= GIVEN PROBLEM 1 =
Please print the passage on cross-layer resilience from "We present CLEAR" to "in terrestrial environments.", copying it word for word.

The need for cross-layer resilience, where multiple error resilience techniques from different layers of the system stack cooperate to achieve cost-effective error resilience, is articulated in several publications (e.g., [ Borkar 05, Cappello 14, Carter 10, DeHon 10, Gupta 14, Henkel 14, Pedram 12] ).
There are numerous publications on error resilience techniques, many of which span multiple abstraction layers. These publications mostly describe specific implementations. Examples include structural integrity checking [Lu 82 ] and its derivatives (mostly spanning architecture and software layers) or the combined use of circuit hardening, error detection (e.g., using logic parity checking and residue codes) and instruction-level retry [Ando 03, Meaney 05, Sinharoy 11] (spanning circuit, logic, and architecture layers). Cross-layer resilience implementations in commercial systems are often based on "designer experience" or "historical practice." There exists no comprehensive framework to systematically address the cross-layer resilience challenge. Creating such a framework is difficult. It must encompass the entire design flow end-toend, from comprehensive and thorough analysis of various combinations of error resilience techniques all the way to layout-level implementations, such that one can (automatically) determine which resilience technique or combination of techniques (either at the same abstraction layer or across different abstraction layers) should be chosen. However, such a framework is essential in order to answer important cross-layer resilience questions such as: 1. Is cross-layer resilience the best approach for achieving a given resilience target at low cost?
2. Are all cross-layer solutions equally cost-effective? If not, which cross-layer solutions are the best?
3. How do cross-layer choices change depending on application-level energy, latency, and area constraints?
4. How can one create a cross-layer resilience solution that is costeffective across a wide variety of application workloads? 5. Are there general guidelines for new error resilience techniques to be cost-effective?
We present CLEAR (Cross-Layer Exploration for Architecting Resilience), a first of its kind framework, which addresses the cross-layer resilience challenge. In this paper, we focus on the use of CLEAR for radiation-induced soft errors 1 in terrestrial environments.

= GIVEN PROBLEM 2 =
Output the lines of the records from the line with "Please trace the outline of every instance of the green lawn." to the line with "[[[10,45],[31,44],[31,35],[19,35],[9,37]]]", including both of those lines, and reproduce them verbatim.

= MATERIAL FOR THIS TASK =
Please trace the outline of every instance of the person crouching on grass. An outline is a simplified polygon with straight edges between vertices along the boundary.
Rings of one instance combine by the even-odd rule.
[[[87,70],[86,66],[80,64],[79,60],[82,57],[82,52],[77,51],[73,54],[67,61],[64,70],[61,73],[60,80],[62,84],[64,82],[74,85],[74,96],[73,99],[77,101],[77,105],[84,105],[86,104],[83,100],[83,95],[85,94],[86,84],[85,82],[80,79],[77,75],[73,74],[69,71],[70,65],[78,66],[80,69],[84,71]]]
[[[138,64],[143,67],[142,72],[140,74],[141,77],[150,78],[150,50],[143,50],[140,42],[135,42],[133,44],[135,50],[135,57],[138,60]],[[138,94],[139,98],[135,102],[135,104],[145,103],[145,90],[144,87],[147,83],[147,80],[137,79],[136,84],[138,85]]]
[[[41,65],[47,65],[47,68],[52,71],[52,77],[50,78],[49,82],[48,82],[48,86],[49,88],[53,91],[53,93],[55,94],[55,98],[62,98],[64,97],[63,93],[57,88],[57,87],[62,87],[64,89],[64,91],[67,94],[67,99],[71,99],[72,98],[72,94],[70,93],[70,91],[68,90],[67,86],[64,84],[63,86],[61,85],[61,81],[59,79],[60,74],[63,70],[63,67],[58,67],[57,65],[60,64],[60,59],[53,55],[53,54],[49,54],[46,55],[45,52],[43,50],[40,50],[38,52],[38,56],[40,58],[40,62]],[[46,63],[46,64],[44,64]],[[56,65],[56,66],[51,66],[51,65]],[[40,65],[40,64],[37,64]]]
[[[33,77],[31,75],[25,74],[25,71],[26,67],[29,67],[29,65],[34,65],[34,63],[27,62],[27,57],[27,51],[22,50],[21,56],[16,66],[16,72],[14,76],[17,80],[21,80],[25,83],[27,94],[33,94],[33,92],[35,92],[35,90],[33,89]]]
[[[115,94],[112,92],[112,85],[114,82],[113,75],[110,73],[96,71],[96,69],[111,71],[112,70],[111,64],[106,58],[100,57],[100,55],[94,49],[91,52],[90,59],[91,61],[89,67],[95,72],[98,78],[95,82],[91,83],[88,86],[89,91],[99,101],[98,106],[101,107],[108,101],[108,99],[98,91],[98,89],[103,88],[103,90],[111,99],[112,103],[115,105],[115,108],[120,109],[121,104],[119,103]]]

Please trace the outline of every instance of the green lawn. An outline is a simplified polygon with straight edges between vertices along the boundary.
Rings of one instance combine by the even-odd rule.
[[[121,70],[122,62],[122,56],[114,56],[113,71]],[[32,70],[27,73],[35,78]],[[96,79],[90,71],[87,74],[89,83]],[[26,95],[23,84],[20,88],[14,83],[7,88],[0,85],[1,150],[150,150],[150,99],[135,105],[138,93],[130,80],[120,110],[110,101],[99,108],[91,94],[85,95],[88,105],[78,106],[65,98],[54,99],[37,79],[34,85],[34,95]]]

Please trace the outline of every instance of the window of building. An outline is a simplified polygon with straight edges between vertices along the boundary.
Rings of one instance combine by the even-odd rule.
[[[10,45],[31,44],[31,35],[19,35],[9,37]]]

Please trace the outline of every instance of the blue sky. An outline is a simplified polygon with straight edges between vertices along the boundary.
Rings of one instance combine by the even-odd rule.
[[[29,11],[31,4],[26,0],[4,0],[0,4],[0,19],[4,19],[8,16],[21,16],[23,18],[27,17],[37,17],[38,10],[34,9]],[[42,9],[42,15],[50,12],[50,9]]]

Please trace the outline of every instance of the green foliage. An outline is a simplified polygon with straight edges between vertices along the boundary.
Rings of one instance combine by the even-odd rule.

= TASK ANSWER 1 =
We present CLEAR (Cross-Layer Exploration for Architecting Resilience), a first of its kind framework, which addresses the cross-layer resilience challenge. In this paper, we focus on the use of CLEAR for radiation-induced soft errors 1 in terrestrial environments.

= TASK ANSWER 2 =
Please trace the outline of every instance of the green lawn. An outline is a simplified polygon with straight edges between vertices along the boundary.
Rings of one instance combine by the even-odd rule.
[[[121,70],[122,62],[122,56],[114,56],[113,71]],[[32,70],[27,73],[35,78]],[[96,79],[90,71],[87,74],[89,83]],[[26,95],[23,84],[20,88],[14,83],[7,88],[0,85],[1,150],[150,150],[150,99],[135,105],[138,93],[130,80],[120,110],[110,101],[99,108],[91,94],[85,95],[88,105],[78,106],[65,98],[54,99],[37,79],[34,85],[34,95]]]

Please trace the outline of every instance of the window of building. An outline is a simplified polygon with straight edges between vertices along the boundary.
Rings of one instance combine by the even-odd rule.
[[[10,45],[31,44],[31,35],[19,35],[9,37]]]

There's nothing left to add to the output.